Contour labeling entries
________________________________________

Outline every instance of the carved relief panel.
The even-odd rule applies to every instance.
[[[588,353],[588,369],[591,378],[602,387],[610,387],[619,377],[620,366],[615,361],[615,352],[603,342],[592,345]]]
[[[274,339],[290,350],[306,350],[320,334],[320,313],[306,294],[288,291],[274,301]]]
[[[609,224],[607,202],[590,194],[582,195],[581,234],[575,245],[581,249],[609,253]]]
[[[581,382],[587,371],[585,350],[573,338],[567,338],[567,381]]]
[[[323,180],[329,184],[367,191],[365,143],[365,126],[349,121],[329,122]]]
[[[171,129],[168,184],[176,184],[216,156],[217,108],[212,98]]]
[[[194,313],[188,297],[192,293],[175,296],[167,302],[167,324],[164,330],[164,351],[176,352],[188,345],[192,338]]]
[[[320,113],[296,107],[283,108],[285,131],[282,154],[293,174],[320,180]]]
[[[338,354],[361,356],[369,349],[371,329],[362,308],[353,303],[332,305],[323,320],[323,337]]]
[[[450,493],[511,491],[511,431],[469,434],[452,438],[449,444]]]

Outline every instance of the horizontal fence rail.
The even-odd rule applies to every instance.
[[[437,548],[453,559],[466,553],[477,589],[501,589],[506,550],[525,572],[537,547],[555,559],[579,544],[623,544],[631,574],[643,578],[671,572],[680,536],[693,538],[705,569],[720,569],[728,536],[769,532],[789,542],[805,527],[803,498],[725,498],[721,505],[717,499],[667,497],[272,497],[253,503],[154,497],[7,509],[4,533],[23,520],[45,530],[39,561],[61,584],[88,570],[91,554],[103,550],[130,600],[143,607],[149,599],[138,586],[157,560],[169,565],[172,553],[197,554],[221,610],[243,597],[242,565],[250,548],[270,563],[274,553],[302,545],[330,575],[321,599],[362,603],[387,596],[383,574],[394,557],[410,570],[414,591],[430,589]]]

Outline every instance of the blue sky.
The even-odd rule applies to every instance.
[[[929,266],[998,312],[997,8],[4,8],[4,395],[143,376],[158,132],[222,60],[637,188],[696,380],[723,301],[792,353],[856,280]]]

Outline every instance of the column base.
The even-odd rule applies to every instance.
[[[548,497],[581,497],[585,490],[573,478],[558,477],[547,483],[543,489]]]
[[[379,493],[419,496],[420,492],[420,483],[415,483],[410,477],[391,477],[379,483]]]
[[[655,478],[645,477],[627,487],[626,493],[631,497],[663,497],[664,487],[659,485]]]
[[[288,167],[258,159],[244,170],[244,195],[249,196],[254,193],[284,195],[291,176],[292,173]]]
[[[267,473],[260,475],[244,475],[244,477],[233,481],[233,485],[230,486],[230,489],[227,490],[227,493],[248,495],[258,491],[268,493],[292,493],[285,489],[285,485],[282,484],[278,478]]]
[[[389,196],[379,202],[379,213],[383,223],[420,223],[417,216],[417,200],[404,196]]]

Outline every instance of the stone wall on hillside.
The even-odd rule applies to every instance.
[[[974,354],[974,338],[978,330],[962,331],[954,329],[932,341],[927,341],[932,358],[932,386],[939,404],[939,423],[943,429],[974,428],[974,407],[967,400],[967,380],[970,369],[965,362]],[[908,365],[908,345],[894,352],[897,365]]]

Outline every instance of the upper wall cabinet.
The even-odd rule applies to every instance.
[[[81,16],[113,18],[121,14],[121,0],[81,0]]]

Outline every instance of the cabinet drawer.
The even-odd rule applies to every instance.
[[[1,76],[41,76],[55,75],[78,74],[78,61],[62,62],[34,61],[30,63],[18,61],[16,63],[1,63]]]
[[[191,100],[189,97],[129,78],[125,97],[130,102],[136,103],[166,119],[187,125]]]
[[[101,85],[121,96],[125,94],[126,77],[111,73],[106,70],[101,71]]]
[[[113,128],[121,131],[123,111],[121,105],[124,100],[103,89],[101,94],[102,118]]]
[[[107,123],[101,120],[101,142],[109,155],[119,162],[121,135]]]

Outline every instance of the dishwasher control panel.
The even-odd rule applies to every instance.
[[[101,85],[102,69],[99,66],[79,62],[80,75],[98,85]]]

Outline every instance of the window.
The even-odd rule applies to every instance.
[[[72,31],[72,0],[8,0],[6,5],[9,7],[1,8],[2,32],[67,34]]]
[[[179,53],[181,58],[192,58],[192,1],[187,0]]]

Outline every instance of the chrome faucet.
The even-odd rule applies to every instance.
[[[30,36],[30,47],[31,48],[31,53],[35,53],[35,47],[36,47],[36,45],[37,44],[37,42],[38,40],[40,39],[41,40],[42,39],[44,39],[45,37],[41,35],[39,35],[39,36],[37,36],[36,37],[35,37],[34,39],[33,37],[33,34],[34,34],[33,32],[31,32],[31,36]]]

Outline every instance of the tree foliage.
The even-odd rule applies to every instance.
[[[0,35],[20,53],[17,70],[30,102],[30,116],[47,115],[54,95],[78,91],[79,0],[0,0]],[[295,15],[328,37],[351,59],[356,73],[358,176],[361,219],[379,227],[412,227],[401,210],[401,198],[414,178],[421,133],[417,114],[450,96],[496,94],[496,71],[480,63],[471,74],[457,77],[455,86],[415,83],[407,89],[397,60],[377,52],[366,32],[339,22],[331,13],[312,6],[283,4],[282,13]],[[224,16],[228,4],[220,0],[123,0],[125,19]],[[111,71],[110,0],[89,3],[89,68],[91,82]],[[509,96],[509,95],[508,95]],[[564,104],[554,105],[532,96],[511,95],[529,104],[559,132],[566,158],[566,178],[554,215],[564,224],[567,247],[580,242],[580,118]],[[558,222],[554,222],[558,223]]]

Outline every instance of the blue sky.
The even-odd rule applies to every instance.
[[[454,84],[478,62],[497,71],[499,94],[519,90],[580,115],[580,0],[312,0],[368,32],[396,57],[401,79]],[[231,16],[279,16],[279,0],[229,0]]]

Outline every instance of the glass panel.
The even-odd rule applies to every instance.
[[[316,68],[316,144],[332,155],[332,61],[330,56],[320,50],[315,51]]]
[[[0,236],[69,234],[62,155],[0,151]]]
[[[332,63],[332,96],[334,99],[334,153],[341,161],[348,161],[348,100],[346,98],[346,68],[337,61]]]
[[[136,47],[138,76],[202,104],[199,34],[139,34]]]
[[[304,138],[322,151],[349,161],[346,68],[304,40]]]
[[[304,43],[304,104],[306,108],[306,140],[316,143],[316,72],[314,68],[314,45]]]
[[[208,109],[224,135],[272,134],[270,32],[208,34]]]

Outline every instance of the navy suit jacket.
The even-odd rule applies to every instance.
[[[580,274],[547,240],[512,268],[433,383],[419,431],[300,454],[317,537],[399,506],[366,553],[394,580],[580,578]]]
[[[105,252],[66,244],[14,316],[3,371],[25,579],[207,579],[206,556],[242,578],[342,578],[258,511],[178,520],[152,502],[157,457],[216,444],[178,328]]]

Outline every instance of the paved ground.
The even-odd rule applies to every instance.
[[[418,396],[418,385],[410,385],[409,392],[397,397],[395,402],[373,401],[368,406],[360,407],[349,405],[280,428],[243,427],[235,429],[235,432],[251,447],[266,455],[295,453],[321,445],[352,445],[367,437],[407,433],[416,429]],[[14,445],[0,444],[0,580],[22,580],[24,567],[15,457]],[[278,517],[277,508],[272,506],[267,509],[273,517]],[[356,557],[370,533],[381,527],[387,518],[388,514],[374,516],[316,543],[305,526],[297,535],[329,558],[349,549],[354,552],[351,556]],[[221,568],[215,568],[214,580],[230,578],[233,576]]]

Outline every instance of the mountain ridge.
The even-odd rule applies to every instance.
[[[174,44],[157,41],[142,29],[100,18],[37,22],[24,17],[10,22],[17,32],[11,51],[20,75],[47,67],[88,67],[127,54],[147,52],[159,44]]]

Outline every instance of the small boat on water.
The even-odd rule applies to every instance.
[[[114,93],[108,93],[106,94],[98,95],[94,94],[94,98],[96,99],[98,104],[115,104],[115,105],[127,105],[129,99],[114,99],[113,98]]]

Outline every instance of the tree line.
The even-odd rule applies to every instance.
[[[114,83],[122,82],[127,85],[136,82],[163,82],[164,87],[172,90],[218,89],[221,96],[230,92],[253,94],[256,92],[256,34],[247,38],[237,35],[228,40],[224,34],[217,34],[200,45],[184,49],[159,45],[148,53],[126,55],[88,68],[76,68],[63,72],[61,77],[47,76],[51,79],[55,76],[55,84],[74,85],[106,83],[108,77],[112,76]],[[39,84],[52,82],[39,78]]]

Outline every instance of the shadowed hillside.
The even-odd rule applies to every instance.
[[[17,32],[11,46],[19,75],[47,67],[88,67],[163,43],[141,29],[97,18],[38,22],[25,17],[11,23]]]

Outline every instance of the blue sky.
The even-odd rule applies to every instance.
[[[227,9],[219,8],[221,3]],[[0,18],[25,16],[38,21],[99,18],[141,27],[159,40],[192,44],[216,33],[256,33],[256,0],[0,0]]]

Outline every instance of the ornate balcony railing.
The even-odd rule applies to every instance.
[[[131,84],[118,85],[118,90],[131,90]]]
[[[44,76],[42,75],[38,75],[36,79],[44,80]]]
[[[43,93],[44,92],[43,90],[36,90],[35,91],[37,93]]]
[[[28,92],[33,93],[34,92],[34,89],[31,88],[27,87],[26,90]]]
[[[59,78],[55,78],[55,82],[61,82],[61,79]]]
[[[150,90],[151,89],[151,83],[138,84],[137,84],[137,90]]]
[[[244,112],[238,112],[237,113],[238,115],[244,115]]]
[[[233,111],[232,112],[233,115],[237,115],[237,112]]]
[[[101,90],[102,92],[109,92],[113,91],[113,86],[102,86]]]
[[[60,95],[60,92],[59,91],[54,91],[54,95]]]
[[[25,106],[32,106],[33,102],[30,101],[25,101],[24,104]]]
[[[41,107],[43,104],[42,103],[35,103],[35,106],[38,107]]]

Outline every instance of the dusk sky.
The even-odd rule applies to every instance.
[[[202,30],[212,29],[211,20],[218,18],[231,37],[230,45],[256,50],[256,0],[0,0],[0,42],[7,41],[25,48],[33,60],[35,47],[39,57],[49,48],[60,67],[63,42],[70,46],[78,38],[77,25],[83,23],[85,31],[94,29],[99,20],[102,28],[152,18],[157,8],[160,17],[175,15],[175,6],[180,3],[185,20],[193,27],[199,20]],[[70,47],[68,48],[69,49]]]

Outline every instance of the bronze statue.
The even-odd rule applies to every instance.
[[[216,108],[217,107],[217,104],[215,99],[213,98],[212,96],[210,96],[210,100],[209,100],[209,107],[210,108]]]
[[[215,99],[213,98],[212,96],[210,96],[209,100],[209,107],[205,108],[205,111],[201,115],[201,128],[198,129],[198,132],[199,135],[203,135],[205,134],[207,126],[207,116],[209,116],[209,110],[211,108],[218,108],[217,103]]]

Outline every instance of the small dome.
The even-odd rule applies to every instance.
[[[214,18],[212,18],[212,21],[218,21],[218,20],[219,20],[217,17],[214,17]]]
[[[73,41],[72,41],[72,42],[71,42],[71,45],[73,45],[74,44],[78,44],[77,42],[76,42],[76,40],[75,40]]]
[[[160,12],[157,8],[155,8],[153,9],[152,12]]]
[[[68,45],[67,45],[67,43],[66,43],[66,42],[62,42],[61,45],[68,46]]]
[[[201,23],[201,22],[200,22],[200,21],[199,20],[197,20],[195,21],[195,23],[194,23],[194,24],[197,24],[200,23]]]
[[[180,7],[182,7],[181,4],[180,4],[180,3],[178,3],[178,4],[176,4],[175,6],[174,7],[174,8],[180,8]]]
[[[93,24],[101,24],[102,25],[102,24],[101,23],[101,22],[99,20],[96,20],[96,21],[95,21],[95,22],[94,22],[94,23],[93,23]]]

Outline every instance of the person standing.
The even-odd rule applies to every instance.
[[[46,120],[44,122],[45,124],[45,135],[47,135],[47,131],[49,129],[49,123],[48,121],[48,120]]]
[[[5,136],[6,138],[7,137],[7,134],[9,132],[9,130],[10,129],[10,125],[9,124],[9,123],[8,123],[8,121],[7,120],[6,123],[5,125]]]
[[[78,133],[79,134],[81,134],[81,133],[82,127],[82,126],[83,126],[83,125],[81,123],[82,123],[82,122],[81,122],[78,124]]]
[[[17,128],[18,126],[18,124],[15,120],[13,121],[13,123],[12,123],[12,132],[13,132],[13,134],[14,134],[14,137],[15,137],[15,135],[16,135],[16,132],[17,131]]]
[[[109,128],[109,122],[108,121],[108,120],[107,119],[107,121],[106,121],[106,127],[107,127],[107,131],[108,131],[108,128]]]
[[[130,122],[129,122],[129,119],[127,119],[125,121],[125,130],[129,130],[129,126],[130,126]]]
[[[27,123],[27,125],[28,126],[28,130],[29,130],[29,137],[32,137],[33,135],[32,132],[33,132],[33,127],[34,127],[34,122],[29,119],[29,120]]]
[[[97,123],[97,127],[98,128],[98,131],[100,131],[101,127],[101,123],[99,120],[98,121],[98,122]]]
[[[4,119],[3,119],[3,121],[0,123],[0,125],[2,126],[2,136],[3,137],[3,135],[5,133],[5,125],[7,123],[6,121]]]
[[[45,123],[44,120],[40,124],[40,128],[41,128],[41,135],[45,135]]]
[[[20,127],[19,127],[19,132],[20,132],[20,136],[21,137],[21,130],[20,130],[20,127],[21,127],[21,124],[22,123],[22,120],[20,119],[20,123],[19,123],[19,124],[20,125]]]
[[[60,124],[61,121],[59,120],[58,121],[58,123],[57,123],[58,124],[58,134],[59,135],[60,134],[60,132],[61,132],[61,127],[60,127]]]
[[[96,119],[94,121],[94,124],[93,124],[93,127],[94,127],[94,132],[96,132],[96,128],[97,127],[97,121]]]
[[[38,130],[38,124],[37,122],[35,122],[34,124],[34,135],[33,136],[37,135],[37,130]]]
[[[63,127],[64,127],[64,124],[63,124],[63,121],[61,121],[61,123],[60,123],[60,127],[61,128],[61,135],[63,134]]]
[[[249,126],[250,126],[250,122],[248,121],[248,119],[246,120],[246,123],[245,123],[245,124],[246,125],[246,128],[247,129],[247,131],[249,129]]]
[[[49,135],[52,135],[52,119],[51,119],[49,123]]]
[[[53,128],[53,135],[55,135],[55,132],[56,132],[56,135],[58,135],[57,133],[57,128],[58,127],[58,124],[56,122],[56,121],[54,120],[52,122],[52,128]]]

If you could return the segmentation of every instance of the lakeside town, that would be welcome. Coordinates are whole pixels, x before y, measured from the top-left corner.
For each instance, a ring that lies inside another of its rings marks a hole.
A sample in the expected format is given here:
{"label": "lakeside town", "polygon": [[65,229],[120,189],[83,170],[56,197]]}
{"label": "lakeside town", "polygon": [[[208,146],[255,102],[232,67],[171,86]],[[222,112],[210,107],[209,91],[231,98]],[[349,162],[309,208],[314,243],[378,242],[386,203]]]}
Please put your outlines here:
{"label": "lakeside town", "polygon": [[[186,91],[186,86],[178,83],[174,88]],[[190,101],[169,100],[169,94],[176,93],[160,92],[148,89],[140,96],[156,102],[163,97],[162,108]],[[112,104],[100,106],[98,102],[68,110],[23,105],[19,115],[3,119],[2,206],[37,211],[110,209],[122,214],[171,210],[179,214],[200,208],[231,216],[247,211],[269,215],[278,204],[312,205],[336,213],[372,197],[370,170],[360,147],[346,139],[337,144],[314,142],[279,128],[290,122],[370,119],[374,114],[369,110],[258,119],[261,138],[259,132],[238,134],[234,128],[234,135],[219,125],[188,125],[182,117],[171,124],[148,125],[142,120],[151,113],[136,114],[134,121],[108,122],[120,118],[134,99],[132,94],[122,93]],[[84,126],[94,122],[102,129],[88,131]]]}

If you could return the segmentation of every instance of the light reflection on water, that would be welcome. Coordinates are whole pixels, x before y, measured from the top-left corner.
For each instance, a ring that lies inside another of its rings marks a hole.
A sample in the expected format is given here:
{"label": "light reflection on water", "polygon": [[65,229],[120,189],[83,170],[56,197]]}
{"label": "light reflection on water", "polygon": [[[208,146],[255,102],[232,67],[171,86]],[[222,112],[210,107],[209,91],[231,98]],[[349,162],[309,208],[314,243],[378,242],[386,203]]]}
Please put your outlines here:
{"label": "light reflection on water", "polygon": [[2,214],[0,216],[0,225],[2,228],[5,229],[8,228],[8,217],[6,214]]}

________________________________________

* _Task details_:
Starting at the beginning of the data and ending with the line that contains "[[[450,493],[511,491],[511,431],[469,434],[452,438],[449,444]]]", write those lines out again, requests included. Multiply every coordinate in the answers by 1.7 and round each to a whole number, rounding halves up.

* _Solution to the problem_:
Outline every instance of the carved relief panel.
The even-odd rule applies to every instance.
[[[1000,600],[1000,627],[1005,643],[1023,658],[1037,658],[1052,641],[1054,622],[1046,614],[1046,598],[1025,581],[1006,587]]]
[[[466,576],[493,595],[520,595],[544,568],[544,532],[520,500],[490,495],[466,512]]]
[[[1035,381],[1032,343],[1003,330],[989,332],[988,398],[978,417],[988,423],[1035,430]]]
[[[988,649],[998,631],[995,595],[974,575],[964,575],[964,648]]]
[[[549,306],[559,313],[624,325],[621,243],[621,214],[593,206],[559,207]]]
[[[291,219],[286,313],[299,313],[367,265],[369,184],[360,167]]]
[[[330,532],[320,505],[326,498],[298,503],[284,513],[284,551],[279,561],[279,597],[299,598],[320,587],[326,575]]]
[[[544,192],[503,182],[481,184],[485,223],[479,262],[498,296],[544,306]]]
[[[575,602],[614,605],[627,593],[631,559],[615,524],[600,515],[564,519],[549,544],[549,573]]]
[[[765,838],[869,835],[869,733],[797,738],[768,745],[763,755]]]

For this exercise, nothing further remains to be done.